_Task to carry out_.
Rescale the entries below by writing out all their lines again, requests included, with every coordinate in the answers multiplied by 0.8 and rounded to a whole number, halves rounding up. Leave the numbers in the requests and their sample JSON output unchanged.

═══ Stored data

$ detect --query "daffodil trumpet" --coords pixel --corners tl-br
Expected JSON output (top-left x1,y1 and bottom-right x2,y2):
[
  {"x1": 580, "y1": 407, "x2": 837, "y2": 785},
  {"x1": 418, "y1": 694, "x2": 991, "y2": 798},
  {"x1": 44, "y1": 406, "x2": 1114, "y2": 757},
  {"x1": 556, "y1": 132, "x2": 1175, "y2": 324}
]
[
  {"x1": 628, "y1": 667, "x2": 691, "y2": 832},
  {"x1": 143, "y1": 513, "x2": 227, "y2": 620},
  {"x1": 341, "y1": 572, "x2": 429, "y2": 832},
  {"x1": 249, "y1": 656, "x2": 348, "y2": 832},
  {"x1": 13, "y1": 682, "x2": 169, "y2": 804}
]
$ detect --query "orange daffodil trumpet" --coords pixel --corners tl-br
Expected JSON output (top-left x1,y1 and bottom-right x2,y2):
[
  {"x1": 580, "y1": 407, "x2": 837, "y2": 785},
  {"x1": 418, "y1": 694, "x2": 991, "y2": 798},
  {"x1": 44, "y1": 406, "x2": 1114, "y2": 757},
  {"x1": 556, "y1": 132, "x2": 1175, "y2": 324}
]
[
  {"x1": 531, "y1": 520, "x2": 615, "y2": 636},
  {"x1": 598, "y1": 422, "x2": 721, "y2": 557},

══════

_Output_.
$ detect --query "daffodil trumpet" --coords pixel --corners tl-br
Expected JSON output (top-left x1,y1 and bottom-right x2,y2):
[
  {"x1": 580, "y1": 407, "x2": 837, "y2": 785},
  {"x1": 418, "y1": 694, "x2": 991, "y2": 798},
  {"x1": 44, "y1": 406, "x2": 1114, "y2": 757},
  {"x1": 556, "y1": 132, "x2": 1175, "y2": 324}
]
[
  {"x1": 502, "y1": 534, "x2": 553, "y2": 666},
  {"x1": 114, "y1": 410, "x2": 182, "y2": 496},
  {"x1": 273, "y1": 458, "x2": 343, "y2": 666},
  {"x1": 199, "y1": 525, "x2": 278, "y2": 666},
  {"x1": 10, "y1": 546, "x2": 135, "y2": 643}
]
$ detect --query "orange daffodil trumpet" --coords pixel --corners tl-br
Expected JSON output (top-left x1,y1 and bottom-right x2,y2):
[
  {"x1": 580, "y1": 407, "x2": 837, "y2": 785},
  {"x1": 418, "y1": 694, "x2": 991, "y2": 798},
  {"x1": 44, "y1": 406, "x2": 1114, "y2": 757},
  {"x1": 556, "y1": 132, "x2": 1175, "y2": 324}
]
[
  {"x1": 425, "y1": 416, "x2": 492, "y2": 509},
  {"x1": 478, "y1": 338, "x2": 577, "y2": 446},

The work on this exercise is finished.